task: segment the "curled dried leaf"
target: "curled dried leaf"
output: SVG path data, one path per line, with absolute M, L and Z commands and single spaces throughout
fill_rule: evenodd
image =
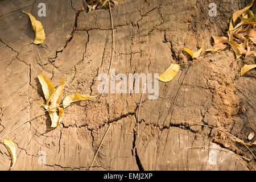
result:
M 158 80 L 163 82 L 170 81 L 177 75 L 180 69 L 180 65 L 171 64 L 164 72 L 158 77 Z
M 80 93 L 75 93 L 73 94 L 69 95 L 65 97 L 64 100 L 63 100 L 63 107 L 64 108 L 67 107 L 72 102 L 88 100 L 97 96 L 85 96 L 80 94 Z
M 245 64 L 241 69 L 241 76 L 243 76 L 250 69 L 256 68 L 256 64 Z
M 192 59 L 197 59 L 199 57 L 201 52 L 202 52 L 203 48 L 204 46 L 202 46 L 199 50 L 195 52 L 185 47 L 183 47 L 183 49 L 184 49 L 185 51 L 186 51 L 189 55 L 191 55 Z
M 64 113 L 63 108 L 57 107 L 59 111 L 59 115 L 57 112 L 52 112 L 49 111 L 49 115 L 50 116 L 52 123 L 51 125 L 51 127 L 56 127 L 59 126 L 62 119 L 63 114 Z
M 33 43 L 35 44 L 42 44 L 46 39 L 46 34 L 44 34 L 44 30 L 41 22 L 37 20 L 30 13 L 24 11 L 22 11 L 30 17 L 33 30 L 35 31 L 35 37 Z
M 240 57 L 242 55 L 246 55 L 247 51 L 243 47 L 240 47 L 236 42 L 230 41 L 228 42 L 230 45 L 231 48 L 236 53 L 236 56 L 237 59 Z
M 243 8 L 242 10 L 237 11 L 232 14 L 232 19 L 230 19 L 230 22 L 229 23 L 230 31 L 236 29 L 236 28 L 233 28 L 233 22 L 234 23 L 239 16 L 240 16 L 243 13 L 245 13 L 247 10 L 249 10 L 253 6 L 254 2 L 254 0 L 251 0 L 251 2 L 248 5 L 247 5 L 245 8 Z M 243 22 L 245 23 L 245 22 Z
M 14 164 L 15 163 L 16 159 L 15 145 L 14 144 L 14 142 L 13 142 L 13 141 L 9 138 L 4 138 L 2 140 L 1 142 L 5 145 L 5 146 L 8 150 L 8 151 L 11 155 L 11 166 L 10 168 L 11 169 L 13 167 Z
M 53 85 L 42 73 L 38 75 L 38 77 L 46 100 L 46 105 L 48 105 L 55 92 Z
──────
THE PROBLEM: Echo back every entry above, line for line and without any changes, and please leave the pictures out of your answer.

RESPONSE FOR THIS EXERCISE:
task: segment the "curled dried leaf"
target: "curled dried leaf"
output: SVG path data, one path per line, with absolute M, L and Z commands and single spaces throughout
fill_rule: evenodd
image =
result:
M 158 80 L 163 82 L 170 81 L 177 75 L 180 69 L 180 65 L 171 64 L 164 72 L 158 77 Z
M 80 93 L 75 93 L 73 94 L 69 95 L 65 97 L 64 100 L 63 100 L 63 107 L 64 108 L 67 107 L 72 102 L 88 100 L 97 96 L 85 96 L 80 94 Z
M 245 64 L 241 69 L 241 76 L 243 76 L 250 69 L 256 68 L 256 64 Z
M 192 59 L 197 59 L 199 57 L 201 52 L 202 52 L 203 48 L 204 46 L 202 46 L 199 50 L 195 52 L 185 47 L 183 47 L 183 49 L 184 49 L 185 51 L 186 51 L 189 55 L 191 55 Z
M 64 113 L 63 108 L 57 107 L 59 111 L 59 115 L 57 112 L 52 112 L 49 111 L 49 115 L 50 116 L 52 123 L 51 125 L 51 127 L 56 127 L 59 126 L 62 119 L 63 114 Z
M 33 43 L 35 44 L 42 44 L 46 39 L 46 34 L 44 34 L 44 30 L 41 22 L 37 20 L 30 13 L 24 11 L 22 11 L 30 17 L 33 30 L 35 31 L 35 37 Z
M 240 57 L 242 55 L 246 55 L 247 51 L 243 47 L 240 47 L 236 42 L 230 41 L 228 42 L 230 45 L 231 48 L 236 53 L 236 56 L 237 59 Z
M 243 8 L 242 10 L 237 11 L 232 14 L 232 19 L 230 19 L 230 22 L 229 23 L 230 31 L 236 29 L 236 28 L 233 28 L 233 22 L 234 23 L 239 16 L 240 16 L 243 13 L 245 13 L 247 10 L 249 10 L 253 6 L 254 2 L 254 0 L 251 0 L 251 2 L 248 5 L 247 5 L 245 8 Z M 243 22 L 245 23 L 245 22 Z
M 14 164 L 15 163 L 16 159 L 15 145 L 14 144 L 14 142 L 13 142 L 13 141 L 9 138 L 4 138 L 2 140 L 1 142 L 5 145 L 5 146 L 8 150 L 8 151 L 11 155 L 11 166 L 10 168 L 11 169 L 13 167 Z
M 53 85 L 42 73 L 38 75 L 38 77 L 46 100 L 46 105 L 48 105 L 55 92 Z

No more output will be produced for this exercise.